* [Work to be completed]:
Please find each line in the material below that contains the word "background", and copy those lines out in full.

* [Entries supplied]:
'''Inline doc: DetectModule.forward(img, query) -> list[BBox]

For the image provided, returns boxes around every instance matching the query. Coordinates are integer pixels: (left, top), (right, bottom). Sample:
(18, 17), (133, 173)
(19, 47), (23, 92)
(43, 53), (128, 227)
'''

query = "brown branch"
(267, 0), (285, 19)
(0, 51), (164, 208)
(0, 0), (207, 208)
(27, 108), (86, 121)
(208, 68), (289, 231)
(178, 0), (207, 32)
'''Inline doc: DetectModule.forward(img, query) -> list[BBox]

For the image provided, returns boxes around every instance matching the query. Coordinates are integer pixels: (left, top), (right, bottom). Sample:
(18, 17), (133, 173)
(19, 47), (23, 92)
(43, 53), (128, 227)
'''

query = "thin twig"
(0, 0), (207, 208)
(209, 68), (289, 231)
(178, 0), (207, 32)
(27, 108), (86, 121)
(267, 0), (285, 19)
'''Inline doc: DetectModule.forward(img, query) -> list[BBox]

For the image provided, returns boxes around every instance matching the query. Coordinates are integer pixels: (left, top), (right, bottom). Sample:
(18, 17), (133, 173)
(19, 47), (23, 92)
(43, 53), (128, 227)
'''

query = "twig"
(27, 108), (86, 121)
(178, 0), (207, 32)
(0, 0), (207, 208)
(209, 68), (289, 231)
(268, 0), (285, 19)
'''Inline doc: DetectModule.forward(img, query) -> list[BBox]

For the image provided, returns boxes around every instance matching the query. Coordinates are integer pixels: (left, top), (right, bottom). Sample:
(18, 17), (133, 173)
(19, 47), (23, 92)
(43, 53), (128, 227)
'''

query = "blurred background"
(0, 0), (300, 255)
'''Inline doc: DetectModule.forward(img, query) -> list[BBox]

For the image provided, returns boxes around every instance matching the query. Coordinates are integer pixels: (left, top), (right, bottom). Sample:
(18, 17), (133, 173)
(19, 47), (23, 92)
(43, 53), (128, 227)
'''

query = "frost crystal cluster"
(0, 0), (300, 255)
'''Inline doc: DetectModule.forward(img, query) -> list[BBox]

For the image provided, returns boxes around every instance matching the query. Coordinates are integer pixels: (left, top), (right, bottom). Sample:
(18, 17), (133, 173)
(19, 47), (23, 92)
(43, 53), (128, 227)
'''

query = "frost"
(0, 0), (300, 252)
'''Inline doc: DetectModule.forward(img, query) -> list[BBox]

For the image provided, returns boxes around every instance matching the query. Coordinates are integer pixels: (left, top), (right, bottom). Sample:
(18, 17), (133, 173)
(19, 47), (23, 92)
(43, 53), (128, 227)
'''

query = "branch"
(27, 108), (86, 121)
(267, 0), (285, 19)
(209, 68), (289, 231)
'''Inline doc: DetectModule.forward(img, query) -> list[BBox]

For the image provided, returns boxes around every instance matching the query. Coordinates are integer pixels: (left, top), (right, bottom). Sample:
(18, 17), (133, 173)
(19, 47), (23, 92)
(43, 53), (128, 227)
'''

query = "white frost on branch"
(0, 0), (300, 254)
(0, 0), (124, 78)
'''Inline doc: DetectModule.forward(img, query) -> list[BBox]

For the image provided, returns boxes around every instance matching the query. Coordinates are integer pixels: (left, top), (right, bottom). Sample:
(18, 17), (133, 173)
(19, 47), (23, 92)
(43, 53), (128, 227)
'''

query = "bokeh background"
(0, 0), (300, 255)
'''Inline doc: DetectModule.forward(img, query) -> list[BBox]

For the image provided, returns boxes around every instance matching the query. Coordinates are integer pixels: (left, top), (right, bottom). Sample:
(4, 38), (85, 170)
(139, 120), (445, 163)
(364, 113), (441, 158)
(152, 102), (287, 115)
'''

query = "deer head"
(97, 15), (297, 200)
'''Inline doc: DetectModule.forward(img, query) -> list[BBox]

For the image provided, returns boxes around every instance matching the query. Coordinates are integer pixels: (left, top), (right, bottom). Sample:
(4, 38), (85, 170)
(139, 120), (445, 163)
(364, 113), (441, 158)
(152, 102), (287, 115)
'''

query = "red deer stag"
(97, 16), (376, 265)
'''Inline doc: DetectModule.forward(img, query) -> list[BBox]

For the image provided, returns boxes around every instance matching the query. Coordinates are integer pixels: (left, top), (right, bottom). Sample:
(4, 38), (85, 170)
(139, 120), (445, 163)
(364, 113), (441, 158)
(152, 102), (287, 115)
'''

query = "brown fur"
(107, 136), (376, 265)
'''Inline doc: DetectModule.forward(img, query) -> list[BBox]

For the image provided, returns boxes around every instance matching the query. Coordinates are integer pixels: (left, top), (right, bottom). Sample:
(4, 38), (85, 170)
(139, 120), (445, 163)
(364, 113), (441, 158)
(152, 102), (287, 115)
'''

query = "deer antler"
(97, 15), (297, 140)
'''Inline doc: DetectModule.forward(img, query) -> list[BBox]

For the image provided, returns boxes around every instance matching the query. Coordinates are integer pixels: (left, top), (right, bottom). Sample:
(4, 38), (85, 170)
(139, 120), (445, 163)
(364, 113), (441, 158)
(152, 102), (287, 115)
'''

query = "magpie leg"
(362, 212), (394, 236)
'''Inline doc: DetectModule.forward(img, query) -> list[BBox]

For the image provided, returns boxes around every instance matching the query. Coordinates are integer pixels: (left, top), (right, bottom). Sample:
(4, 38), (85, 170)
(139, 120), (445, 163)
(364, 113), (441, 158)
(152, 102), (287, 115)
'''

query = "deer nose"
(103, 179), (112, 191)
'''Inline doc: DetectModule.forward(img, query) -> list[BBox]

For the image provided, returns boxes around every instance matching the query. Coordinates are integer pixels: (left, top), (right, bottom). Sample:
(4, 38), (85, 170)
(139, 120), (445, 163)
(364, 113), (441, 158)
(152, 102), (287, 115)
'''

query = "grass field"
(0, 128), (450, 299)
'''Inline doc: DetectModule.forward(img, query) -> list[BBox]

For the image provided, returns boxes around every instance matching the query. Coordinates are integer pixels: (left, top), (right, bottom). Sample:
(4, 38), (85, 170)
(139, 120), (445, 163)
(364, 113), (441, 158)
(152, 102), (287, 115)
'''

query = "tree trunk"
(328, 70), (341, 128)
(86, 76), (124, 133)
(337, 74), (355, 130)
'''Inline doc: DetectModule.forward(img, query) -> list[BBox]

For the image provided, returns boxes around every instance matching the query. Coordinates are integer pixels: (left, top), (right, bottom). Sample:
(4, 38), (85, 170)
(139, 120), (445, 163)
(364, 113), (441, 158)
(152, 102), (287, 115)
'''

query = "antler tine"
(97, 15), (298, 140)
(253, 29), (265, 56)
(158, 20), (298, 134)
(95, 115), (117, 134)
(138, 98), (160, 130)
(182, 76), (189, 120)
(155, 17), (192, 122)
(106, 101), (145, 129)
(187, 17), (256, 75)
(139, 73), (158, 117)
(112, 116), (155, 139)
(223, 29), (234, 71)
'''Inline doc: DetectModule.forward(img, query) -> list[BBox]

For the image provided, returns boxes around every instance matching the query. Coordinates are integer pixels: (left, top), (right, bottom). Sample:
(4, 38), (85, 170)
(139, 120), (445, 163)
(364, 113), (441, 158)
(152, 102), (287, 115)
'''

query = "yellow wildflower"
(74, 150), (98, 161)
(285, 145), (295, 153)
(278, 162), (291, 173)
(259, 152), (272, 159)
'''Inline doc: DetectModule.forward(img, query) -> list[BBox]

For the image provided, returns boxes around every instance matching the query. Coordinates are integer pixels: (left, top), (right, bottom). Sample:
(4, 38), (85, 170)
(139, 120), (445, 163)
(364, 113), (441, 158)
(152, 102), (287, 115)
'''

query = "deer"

* [Result of this task]:
query = "blurred background"
query = "bokeh background"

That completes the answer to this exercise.